___ Passage provided

This blog posts delves into the results of an autonomous Solidity auditor called "V12". It has a UI and makes it easy to interact with via a website. According to them, it performs at or exceeds the level of junior auditors at some firms. It can find many basic programming mistakes, some even missed by various companies. It will integrate with C4, Zellic/Zenith audits, a standalone application and a GitHub Action.
The mission is sane - security is a continuous battle, not a commit hash in time, and products/services should reflect this. Naturally, this doesn't replace an auditing company but it can help the service team in the long term. Finding even simple issues, like access control vulnerabilities, improving the security as a whole.
I appreciate that they include an Evaluation section for bugs they have found. They show several vulnerabilities from previous hacks, such as the 1Inch bug, MonoX hack and a couple of others. The 1Inch bug is slightly deceptive - this was more-so caused by a scoping issue and actually had been found by auditors.

______

# Questions
A: Print the passage of the V12 auditor post between "The mission is" and "found by auditors.", inclusive.
B: Condense the paragraph of the V12 auditor post beginning "I appreciate that they include" into a short bulleted list that keeps its main facts.
C: In the V12 auditor post, what level of performance does V12 claim for itself?
None of the items that follow are needed for this work.

___ Data

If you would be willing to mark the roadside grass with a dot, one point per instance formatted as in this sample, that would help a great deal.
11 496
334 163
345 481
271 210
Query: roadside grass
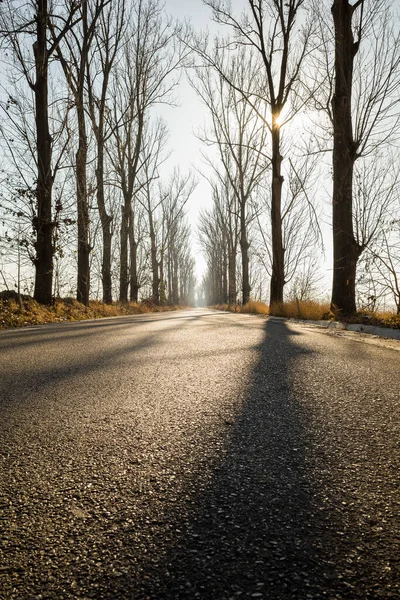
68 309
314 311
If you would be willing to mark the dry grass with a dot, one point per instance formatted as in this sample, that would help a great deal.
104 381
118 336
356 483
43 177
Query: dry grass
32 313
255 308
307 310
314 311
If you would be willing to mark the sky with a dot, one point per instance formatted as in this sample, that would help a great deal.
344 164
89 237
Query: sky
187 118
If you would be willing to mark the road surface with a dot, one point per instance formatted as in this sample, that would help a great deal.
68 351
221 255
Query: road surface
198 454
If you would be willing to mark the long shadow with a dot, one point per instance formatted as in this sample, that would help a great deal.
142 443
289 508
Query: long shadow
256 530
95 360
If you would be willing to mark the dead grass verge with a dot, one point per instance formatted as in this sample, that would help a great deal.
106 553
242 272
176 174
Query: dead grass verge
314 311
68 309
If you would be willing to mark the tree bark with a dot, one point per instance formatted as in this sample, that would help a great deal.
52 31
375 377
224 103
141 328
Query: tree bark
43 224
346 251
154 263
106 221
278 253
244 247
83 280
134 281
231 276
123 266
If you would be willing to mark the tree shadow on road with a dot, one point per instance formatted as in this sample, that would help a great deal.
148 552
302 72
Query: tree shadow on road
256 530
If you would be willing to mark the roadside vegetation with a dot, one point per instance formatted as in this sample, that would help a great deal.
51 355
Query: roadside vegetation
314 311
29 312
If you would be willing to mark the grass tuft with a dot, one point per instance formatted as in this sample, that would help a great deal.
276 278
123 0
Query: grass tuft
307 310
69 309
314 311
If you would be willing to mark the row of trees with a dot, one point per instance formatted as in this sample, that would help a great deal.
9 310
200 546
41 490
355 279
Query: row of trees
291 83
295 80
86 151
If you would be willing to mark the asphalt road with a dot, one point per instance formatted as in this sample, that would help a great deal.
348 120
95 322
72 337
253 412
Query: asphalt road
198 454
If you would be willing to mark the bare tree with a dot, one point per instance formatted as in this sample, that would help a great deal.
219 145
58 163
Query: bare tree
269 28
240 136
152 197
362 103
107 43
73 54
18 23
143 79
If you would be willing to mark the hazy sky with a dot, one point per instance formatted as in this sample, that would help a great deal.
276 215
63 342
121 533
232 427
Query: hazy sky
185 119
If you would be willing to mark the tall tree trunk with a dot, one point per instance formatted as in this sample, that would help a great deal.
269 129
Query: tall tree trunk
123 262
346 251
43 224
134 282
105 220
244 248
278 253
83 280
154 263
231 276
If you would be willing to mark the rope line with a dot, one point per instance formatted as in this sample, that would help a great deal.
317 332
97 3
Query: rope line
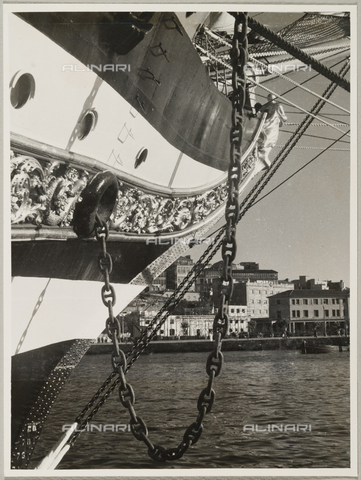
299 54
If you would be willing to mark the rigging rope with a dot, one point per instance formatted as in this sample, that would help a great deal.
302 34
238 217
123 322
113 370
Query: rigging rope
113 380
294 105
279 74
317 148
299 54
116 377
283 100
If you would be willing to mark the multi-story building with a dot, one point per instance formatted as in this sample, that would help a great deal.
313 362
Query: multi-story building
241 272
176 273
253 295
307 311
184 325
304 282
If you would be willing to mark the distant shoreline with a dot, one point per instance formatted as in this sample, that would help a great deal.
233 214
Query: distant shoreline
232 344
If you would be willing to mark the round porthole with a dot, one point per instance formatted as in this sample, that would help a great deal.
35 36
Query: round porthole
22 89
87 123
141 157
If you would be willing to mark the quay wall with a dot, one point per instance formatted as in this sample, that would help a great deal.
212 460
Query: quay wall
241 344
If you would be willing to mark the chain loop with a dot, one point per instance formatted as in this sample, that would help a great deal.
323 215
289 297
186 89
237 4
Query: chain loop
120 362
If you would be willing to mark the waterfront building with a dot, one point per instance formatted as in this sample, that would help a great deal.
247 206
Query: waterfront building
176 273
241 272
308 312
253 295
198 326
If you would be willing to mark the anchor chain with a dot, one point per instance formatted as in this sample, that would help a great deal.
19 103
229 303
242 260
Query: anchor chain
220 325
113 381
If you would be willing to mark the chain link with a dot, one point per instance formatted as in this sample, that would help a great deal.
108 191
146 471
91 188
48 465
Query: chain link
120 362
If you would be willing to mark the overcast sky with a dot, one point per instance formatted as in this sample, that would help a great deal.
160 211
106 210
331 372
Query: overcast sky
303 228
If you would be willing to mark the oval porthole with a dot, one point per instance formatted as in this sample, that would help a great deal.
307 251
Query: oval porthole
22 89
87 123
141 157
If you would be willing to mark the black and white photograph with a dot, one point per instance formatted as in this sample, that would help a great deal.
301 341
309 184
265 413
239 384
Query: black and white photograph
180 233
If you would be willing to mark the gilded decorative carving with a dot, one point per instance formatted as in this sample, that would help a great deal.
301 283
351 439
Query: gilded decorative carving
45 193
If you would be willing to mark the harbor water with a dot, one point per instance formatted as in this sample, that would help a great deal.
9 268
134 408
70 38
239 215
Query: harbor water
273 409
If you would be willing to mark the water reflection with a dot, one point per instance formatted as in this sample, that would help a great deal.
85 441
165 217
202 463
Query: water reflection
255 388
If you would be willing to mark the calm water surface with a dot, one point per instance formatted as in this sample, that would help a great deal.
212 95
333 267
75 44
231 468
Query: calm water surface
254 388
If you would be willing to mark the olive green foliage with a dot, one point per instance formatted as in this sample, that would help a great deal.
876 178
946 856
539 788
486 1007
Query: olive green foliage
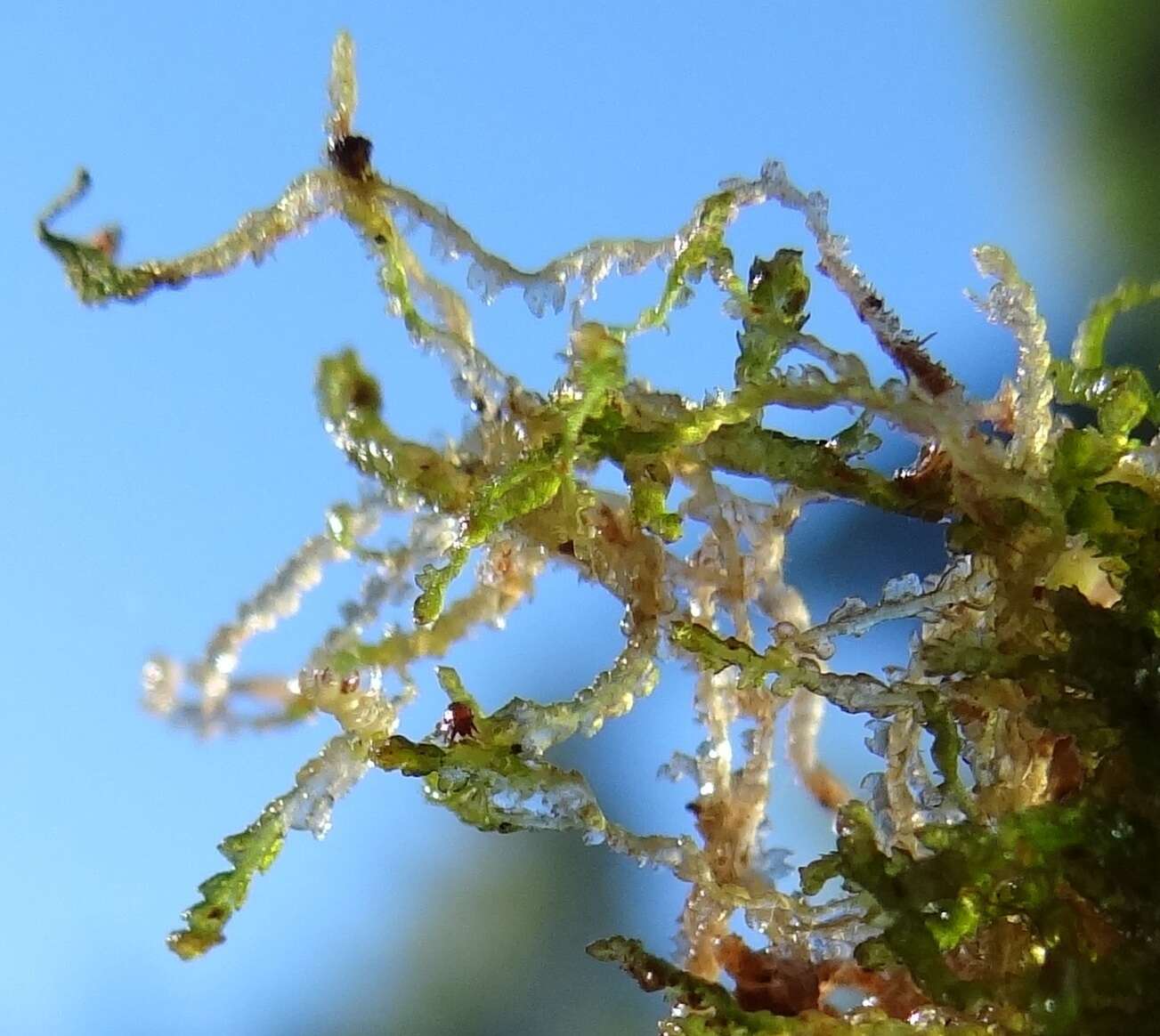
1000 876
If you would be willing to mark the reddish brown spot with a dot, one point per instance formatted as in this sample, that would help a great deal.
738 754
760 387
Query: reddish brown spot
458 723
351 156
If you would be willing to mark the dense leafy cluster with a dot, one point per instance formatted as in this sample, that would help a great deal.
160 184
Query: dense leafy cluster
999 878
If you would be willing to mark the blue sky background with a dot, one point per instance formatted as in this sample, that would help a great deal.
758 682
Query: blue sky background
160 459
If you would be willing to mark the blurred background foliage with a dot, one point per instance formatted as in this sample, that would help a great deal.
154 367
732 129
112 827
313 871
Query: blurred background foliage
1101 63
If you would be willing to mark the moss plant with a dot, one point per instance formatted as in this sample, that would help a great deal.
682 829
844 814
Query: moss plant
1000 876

______
___ Data

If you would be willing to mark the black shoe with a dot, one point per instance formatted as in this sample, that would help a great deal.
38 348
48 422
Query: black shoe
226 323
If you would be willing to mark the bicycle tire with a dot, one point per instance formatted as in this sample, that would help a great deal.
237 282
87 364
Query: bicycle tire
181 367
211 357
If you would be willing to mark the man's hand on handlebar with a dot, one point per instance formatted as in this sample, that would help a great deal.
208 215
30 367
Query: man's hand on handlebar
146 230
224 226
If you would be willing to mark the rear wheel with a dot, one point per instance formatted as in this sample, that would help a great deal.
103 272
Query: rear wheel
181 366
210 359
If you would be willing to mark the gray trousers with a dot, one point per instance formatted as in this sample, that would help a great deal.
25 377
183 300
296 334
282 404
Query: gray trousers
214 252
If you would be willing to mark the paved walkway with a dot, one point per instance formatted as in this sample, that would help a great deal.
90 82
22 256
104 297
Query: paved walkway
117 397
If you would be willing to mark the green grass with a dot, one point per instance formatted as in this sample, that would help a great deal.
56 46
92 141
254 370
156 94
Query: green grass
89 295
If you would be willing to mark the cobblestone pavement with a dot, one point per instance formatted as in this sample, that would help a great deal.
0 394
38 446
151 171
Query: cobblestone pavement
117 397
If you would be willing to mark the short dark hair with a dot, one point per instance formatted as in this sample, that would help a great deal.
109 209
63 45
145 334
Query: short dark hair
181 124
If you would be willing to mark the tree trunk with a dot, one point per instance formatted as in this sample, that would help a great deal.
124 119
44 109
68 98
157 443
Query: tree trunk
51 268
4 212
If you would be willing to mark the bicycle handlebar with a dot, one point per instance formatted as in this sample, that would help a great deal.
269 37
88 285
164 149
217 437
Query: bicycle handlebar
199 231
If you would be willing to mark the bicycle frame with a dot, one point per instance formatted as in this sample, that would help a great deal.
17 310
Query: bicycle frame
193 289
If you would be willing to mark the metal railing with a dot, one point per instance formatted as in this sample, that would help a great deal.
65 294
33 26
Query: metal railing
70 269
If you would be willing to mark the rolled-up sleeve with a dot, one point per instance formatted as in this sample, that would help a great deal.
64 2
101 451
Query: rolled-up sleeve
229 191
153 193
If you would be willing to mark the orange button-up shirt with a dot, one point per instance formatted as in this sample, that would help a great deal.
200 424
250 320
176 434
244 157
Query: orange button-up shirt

______
___ Data

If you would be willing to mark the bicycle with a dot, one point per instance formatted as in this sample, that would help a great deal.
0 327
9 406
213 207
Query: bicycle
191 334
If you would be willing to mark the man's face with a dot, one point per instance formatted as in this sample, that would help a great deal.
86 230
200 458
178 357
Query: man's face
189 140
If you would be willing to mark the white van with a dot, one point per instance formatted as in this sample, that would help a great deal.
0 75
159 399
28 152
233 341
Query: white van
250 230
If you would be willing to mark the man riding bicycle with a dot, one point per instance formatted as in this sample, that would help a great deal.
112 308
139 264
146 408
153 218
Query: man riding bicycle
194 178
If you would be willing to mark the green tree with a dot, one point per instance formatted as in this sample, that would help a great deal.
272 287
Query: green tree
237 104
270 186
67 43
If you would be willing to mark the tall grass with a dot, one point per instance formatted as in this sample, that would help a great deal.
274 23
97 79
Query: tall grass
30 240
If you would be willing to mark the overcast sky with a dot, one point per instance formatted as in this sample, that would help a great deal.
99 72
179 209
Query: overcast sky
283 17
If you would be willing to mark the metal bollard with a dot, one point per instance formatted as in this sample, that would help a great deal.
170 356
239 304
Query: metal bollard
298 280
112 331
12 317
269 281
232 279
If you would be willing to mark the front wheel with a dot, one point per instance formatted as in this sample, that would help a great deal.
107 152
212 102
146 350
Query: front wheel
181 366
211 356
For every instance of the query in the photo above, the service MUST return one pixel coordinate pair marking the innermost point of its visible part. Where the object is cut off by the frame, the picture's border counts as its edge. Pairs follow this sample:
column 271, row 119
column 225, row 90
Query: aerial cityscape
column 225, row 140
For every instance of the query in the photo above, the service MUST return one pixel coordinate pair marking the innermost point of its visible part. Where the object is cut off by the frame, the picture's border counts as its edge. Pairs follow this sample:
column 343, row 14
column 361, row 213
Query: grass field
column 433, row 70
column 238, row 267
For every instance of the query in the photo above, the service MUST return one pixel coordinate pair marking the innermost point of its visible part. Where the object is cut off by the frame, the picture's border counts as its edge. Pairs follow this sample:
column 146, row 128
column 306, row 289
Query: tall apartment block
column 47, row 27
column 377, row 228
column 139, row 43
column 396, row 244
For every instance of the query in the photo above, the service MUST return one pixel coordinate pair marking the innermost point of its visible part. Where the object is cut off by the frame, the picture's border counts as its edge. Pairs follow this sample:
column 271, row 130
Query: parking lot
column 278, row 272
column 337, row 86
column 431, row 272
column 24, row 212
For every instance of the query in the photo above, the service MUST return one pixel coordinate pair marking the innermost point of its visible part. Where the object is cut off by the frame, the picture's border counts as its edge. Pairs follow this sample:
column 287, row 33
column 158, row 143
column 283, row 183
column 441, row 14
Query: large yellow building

______

# Answers to the exercise
A:
The mission is sane - security is a continuous battle, not a commit hash in time, and products/services should reflect this. Naturally, this doesn't replace an auditing company but it can help the service team in the long term. Finding even simple issues, like access control vulnerabilities, improving the security as a whole.
I appreciate that they include an Evaluation section for bugs they have found. They show several vulnerabilities from previous hacks, such as the 1Inch bug, MonoX hack and a couple of others. The 1Inch bug is slightly deceptive - this was more-so caused by a scoping issue and actually had been found by auditors.

B:
- V12 includes an Evaluation section for the bugs it has found.
- The section shows vulnerabilities from previous hacks, including the 1Inch bug and the MonoX hack.
- The 1Inch example is slightly deceptive: it was caused more by a scoping issue, and auditors had actually found it.

C: It claims to perform at or above the level of junior auditors at some firms.